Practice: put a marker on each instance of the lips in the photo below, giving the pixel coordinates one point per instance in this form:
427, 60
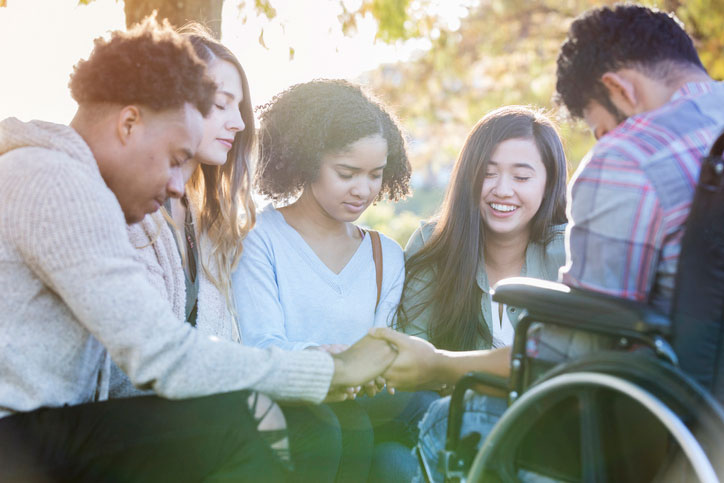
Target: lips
502, 210
503, 207
226, 142
355, 207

□ □ □ □ □ □ □

Work to do: Rewrite all of the data above as a JSON list of strings, one string per line. Skip blank lines and leave the pictures out.

Solution for this task:
[
  "Practice: put a marker on each instance of the lips in the photo below, giving the pixel coordinates one point per instance in this form:",
  "427, 60",
  "Target: lips",
  "502, 210",
  "503, 207",
  "226, 142",
  "355, 207"
]